"""

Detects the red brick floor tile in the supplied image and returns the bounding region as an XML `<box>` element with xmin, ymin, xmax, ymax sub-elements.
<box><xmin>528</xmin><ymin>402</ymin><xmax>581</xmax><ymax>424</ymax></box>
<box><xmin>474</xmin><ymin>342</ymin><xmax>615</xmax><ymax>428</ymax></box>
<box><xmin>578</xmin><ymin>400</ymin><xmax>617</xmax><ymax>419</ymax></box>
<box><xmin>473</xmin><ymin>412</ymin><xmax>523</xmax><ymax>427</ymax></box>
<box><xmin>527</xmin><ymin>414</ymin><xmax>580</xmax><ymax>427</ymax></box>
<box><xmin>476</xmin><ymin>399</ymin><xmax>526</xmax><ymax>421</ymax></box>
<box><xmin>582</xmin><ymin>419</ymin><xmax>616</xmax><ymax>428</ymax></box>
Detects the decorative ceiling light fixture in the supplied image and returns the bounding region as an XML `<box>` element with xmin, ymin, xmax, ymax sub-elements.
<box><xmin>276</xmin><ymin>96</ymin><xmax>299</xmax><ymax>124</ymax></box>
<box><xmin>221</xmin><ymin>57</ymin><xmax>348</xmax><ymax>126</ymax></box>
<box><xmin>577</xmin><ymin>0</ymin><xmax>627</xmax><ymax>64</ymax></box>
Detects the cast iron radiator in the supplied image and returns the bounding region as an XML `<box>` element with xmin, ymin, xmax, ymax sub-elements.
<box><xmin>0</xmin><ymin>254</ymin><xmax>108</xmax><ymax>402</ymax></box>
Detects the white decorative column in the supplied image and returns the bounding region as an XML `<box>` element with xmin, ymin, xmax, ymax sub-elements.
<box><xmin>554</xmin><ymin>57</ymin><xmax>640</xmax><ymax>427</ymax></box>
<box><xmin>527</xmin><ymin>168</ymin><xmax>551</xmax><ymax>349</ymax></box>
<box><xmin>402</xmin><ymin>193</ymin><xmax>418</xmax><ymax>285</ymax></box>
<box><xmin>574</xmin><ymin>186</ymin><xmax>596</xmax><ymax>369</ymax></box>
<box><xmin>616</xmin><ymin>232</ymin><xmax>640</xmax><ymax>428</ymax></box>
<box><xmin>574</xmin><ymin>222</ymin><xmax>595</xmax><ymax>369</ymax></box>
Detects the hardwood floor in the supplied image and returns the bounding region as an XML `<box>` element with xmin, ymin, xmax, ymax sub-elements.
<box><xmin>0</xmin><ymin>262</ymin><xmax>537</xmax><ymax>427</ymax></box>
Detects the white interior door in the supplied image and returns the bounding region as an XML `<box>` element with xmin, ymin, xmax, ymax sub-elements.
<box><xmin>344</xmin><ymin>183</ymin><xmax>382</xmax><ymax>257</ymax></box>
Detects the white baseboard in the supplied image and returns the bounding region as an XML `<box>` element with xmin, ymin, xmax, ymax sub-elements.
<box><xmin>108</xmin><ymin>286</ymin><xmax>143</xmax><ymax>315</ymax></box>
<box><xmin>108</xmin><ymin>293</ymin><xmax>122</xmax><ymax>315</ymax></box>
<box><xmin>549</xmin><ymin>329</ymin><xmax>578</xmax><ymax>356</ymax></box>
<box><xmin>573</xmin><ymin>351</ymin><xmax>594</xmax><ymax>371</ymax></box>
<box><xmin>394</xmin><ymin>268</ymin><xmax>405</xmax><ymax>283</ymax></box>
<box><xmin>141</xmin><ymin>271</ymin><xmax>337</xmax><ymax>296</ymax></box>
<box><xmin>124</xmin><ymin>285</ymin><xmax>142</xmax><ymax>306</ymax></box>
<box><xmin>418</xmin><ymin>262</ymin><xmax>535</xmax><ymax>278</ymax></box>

"""

### Exercise objective
Return the whole of the data, character for character.

### Solution for this exercise
Detects the red brick floor tile in the supplied image and returns the bounding region as an XML `<box>` element with xmin, ymin, xmax, ymax sub-elements.
<box><xmin>528</xmin><ymin>402</ymin><xmax>581</xmax><ymax>424</ymax></box>
<box><xmin>474</xmin><ymin>342</ymin><xmax>615</xmax><ymax>428</ymax></box>
<box><xmin>578</xmin><ymin>400</ymin><xmax>617</xmax><ymax>419</ymax></box>
<box><xmin>473</xmin><ymin>412</ymin><xmax>523</xmax><ymax>427</ymax></box>
<box><xmin>527</xmin><ymin>414</ymin><xmax>580</xmax><ymax>427</ymax></box>
<box><xmin>476</xmin><ymin>399</ymin><xmax>526</xmax><ymax>421</ymax></box>
<box><xmin>582</xmin><ymin>419</ymin><xmax>616</xmax><ymax>428</ymax></box>
Detects the decorative ceiling light fixture in the supplied image and returns the bounding region as an XML `<box>` element with xmin, ymin, xmax, ymax sub-elements.
<box><xmin>276</xmin><ymin>96</ymin><xmax>299</xmax><ymax>124</ymax></box>
<box><xmin>221</xmin><ymin>57</ymin><xmax>348</xmax><ymax>126</ymax></box>
<box><xmin>577</xmin><ymin>0</ymin><xmax>627</xmax><ymax>64</ymax></box>
Detects the cast iron radiator in the supplied image and returns the bounding region as an XML `<box>` element with xmin, ymin, xmax, ymax sub-elements.
<box><xmin>0</xmin><ymin>254</ymin><xmax>108</xmax><ymax>402</ymax></box>
Detects the white decorative column in the supplied image and returns the bounding region as an XML `<box>` element with xmin, ymin, xmax, ymax sub-elements.
<box><xmin>554</xmin><ymin>57</ymin><xmax>640</xmax><ymax>427</ymax></box>
<box><xmin>527</xmin><ymin>168</ymin><xmax>551</xmax><ymax>349</ymax></box>
<box><xmin>402</xmin><ymin>193</ymin><xmax>418</xmax><ymax>285</ymax></box>
<box><xmin>574</xmin><ymin>186</ymin><xmax>596</xmax><ymax>369</ymax></box>
<box><xmin>616</xmin><ymin>232</ymin><xmax>640</xmax><ymax>428</ymax></box>
<box><xmin>574</xmin><ymin>222</ymin><xmax>595</xmax><ymax>369</ymax></box>
Detects the hardwood floor in the supplied image and returns the bounding region as an XML `<box>` element with xmin, ymin, xmax, ymax sub-elements.
<box><xmin>0</xmin><ymin>262</ymin><xmax>537</xmax><ymax>427</ymax></box>
Detects the white interior door in the supplied image and returns the bounding region as an XML `<box>` element with xmin, ymin, xmax, ymax sub-elements.
<box><xmin>344</xmin><ymin>183</ymin><xmax>382</xmax><ymax>257</ymax></box>
Detects the white baseboard in the supplied image and returns the bounding region as an XML `<box>` element with xmin, ymin, xmax, ymax sub-elements.
<box><xmin>108</xmin><ymin>286</ymin><xmax>143</xmax><ymax>315</ymax></box>
<box><xmin>108</xmin><ymin>293</ymin><xmax>122</xmax><ymax>315</ymax></box>
<box><xmin>549</xmin><ymin>329</ymin><xmax>578</xmax><ymax>356</ymax></box>
<box><xmin>573</xmin><ymin>351</ymin><xmax>594</xmax><ymax>371</ymax></box>
<box><xmin>394</xmin><ymin>268</ymin><xmax>405</xmax><ymax>283</ymax></box>
<box><xmin>141</xmin><ymin>271</ymin><xmax>337</xmax><ymax>296</ymax></box>
<box><xmin>124</xmin><ymin>285</ymin><xmax>142</xmax><ymax>306</ymax></box>
<box><xmin>418</xmin><ymin>262</ymin><xmax>535</xmax><ymax>278</ymax></box>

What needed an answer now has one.